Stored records
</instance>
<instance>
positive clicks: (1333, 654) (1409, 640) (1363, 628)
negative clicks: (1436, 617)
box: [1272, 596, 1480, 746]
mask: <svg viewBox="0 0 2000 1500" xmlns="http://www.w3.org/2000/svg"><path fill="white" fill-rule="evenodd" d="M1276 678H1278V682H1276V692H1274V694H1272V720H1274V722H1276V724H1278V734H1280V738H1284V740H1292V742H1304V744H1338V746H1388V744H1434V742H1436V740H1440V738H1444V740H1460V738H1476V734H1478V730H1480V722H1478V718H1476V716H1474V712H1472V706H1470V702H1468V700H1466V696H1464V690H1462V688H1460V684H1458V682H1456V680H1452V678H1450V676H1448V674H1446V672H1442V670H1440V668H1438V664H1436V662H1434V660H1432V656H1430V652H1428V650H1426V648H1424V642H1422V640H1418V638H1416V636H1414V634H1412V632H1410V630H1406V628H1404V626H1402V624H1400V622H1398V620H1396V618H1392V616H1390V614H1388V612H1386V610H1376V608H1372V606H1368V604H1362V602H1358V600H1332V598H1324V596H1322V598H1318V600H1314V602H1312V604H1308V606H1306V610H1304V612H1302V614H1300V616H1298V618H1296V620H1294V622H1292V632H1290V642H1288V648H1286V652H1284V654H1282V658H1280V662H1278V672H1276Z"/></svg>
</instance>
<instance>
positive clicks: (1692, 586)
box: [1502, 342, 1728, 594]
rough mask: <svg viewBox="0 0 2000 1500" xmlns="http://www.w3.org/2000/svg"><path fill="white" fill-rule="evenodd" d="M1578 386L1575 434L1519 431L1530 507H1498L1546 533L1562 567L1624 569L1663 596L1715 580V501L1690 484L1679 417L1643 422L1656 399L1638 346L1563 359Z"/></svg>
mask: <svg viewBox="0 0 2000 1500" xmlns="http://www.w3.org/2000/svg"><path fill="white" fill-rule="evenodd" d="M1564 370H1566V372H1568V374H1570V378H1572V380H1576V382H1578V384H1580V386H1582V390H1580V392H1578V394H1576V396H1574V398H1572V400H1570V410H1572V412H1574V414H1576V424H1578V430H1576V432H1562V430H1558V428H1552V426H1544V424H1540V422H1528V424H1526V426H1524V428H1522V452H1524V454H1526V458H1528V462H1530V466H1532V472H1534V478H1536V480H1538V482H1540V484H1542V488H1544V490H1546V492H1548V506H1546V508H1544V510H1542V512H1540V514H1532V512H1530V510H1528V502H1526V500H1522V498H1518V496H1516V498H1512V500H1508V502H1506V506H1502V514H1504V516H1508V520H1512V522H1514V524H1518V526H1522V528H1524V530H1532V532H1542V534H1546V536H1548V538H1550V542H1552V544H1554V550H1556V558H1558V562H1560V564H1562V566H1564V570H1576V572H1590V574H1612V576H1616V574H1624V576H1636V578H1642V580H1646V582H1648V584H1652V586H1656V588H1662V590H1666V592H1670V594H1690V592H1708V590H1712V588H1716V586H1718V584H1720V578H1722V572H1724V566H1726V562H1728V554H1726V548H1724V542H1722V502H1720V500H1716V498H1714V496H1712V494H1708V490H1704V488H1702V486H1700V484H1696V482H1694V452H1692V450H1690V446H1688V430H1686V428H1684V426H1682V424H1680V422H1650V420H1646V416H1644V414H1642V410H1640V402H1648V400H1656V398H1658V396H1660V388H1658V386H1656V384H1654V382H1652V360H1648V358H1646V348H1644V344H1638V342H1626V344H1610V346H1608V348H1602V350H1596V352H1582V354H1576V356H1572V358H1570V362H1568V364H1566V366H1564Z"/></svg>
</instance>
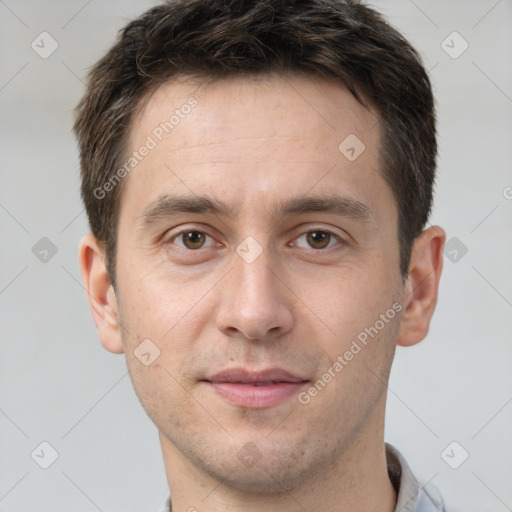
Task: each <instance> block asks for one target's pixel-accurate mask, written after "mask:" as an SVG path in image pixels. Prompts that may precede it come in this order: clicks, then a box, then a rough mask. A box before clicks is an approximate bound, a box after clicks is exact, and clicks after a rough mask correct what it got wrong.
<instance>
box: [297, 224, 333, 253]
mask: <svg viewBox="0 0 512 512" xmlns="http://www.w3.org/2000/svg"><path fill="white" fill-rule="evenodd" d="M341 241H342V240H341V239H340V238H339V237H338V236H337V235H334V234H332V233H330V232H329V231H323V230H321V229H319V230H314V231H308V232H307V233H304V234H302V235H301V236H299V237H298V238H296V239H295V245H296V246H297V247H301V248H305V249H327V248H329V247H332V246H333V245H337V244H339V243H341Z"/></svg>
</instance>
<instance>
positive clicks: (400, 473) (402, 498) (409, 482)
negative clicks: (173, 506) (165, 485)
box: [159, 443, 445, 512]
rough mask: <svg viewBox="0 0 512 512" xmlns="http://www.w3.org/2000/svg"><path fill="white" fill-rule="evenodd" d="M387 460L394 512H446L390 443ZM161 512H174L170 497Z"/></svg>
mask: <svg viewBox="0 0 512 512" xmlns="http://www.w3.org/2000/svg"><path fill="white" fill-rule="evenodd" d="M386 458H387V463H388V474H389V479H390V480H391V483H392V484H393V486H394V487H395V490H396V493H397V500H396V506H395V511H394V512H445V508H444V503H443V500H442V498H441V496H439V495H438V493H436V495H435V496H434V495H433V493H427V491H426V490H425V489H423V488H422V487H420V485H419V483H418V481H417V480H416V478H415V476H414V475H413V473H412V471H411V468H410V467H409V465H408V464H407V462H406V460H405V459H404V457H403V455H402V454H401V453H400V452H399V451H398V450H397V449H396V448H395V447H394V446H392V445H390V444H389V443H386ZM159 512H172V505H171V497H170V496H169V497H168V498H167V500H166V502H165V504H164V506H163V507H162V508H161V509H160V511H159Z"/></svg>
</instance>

[PROBLEM DESCRIPTION]
Your answer must be a verbatim copy of the entries above, with no images included.

[EXPECTED ANSWER]
</instance>
<instance>
positive clicks: (1333, 654) (1409, 640) (1363, 628)
negative clicks: (1436, 617)
box: [1272, 596, 1480, 746]
mask: <svg viewBox="0 0 2000 1500" xmlns="http://www.w3.org/2000/svg"><path fill="white" fill-rule="evenodd" d="M1276 678H1278V682H1276V692H1274V694H1272V720H1274V722H1276V724H1278V734H1280V738H1284V740H1292V742H1304V744H1338V746H1388V744H1434V742H1436V740H1440V738H1444V740H1460V738H1476V734H1478V730H1480V722H1478V718H1476V716H1474V712H1472V706H1470V702H1468V700H1466V696H1464V690H1462V688H1460V684H1458V682H1456V680H1452V678H1450V676H1448V674H1446V672H1442V670H1440V668H1438V664H1436V662H1434V660H1432V656H1430V652H1428V650H1426V648H1424V642H1422V640H1418V638H1416V636H1414V634H1412V632H1410V630H1406V628H1404V626H1402V624H1400V622H1398V620H1396V618H1392V616H1390V614H1388V612H1386V610H1376V608H1372V606H1368V604H1362V602H1358V600H1332V598H1324V596H1322V598H1318V600H1314V602H1312V604H1308V606H1306V610H1304V612H1302V614H1300V616H1298V618H1296V620H1294V622H1292V632H1290V642H1288V648H1286V652H1284V654H1282V658H1280V662H1278V672H1276Z"/></svg>
</instance>
<instance>
positive clicks: (1692, 586)
box: [1502, 342, 1728, 594]
rough mask: <svg viewBox="0 0 2000 1500" xmlns="http://www.w3.org/2000/svg"><path fill="white" fill-rule="evenodd" d="M1578 386L1575 434L1519 431L1530 507H1498L1546 533L1562 567L1624 569L1663 596L1715 580V501L1690 484L1679 417L1643 422L1656 399L1638 346L1563 359Z"/></svg>
mask: <svg viewBox="0 0 2000 1500" xmlns="http://www.w3.org/2000/svg"><path fill="white" fill-rule="evenodd" d="M1564 370H1566V372H1568V374H1570V378H1572V380H1576V382H1578V384H1580V386H1582V390H1580V392H1578V394H1576V396H1574V398H1572V400H1570V410H1572V412H1574V414H1576V424H1578V430H1576V432H1562V430H1558V428H1552V426H1544V424H1540V422H1528V424H1526V426H1524V428H1522V452H1524V454H1526V458H1528V462H1530V466H1532V472H1534V478H1536V480H1538V482H1540V484H1542V488H1544V490H1546V492H1548V506H1546V508H1544V510H1542V512H1540V514H1532V512H1530V510H1528V502H1526V500H1522V498H1518V496H1516V498H1512V500H1508V502H1506V506H1502V514H1504V516H1508V520H1512V522H1514V524H1518V526H1522V528H1524V530H1532V532H1542V534H1546V536H1548V538H1550V542H1552V544H1554V550H1556V558H1558V562H1560V564H1562V566H1564V570H1576V572H1590V574H1612V576H1616V574H1624V576H1636V578H1642V580H1646V582H1648V584H1652V586H1656V588H1662V590H1666V592H1670V594H1690V592H1708V590H1712V588H1716V586H1718V584H1720V578H1722V572H1724V566H1726V562H1728V554H1726V548H1724V542H1722V502H1720V500H1716V498H1714V496H1712V494H1708V490H1704V488H1702V486H1700V484H1696V482H1694V452H1692V450H1690V446H1688V430H1686V428H1684V426H1682V424H1680V422H1650V420H1646V416H1644V414H1642V410H1640V402H1648V400H1656V398H1658V396H1660V388H1658V386H1656V384H1654V382H1652V360H1648V358H1646V348H1644V344H1638V342H1626V344H1610V346H1608V348H1602V350H1596V352H1582V354H1576V356H1572V358H1570V362H1568V364H1566V366H1564Z"/></svg>
</instance>
Task: each <instance> block asks for one target's pixel-accurate mask, written after "mask:" as an SVG path in image pixels. Prompts that may precede it come in this order: clicks, then a box, then a rough mask. A box before clicks is an approximate bound, a box after clicks is exact, and clicks after a rough mask correct what it got wrong.
<instance>
box: [297, 224, 333, 253]
mask: <svg viewBox="0 0 512 512" xmlns="http://www.w3.org/2000/svg"><path fill="white" fill-rule="evenodd" d="M341 241H342V240H341V239H340V238H339V237H338V236H337V235H334V234H332V233H330V232H329V231H323V230H321V229H319V230H314V231H308V232H307V233H304V234H302V235H301V236H299V237H298V238H296V239H295V245H296V246H297V247H301V248H305V249H327V248H329V247H332V246H333V245H337V244H339V243H341Z"/></svg>
</instance>
<instance>
positive clicks: (400, 473) (402, 498) (409, 482)
negative clicks: (173, 506) (165, 485)
box: [159, 443, 445, 512]
rough mask: <svg viewBox="0 0 512 512" xmlns="http://www.w3.org/2000/svg"><path fill="white" fill-rule="evenodd" d="M387 460L394 512H446L390 443ZM161 512H174L170 497Z"/></svg>
mask: <svg viewBox="0 0 512 512" xmlns="http://www.w3.org/2000/svg"><path fill="white" fill-rule="evenodd" d="M386 458H387V463H388V474H389V479H390V480H391V483H392V484H393V486H394V487H395V490H396V493H397V500H396V506H395V511H394V512H445V508H444V503H443V500H442V498H441V496H439V495H438V493H436V495H435V496H434V495H433V493H427V491H426V490H425V489H423V488H422V487H420V485H419V483H418V481H417V480H416V478H415V476H414V475H413V473H412V471H411V468H410V467H409V465H408V464H407V462H406V460H405V459H404V457H403V455H402V454H401V453H400V452H399V451H398V450H397V449H396V448H395V447H394V446H392V445H390V444H389V443H386ZM159 512H172V505H171V497H170V496H169V497H168V498H167V500H166V502H165V504H164V506H163V507H162V508H161V509H160V511H159Z"/></svg>
</instance>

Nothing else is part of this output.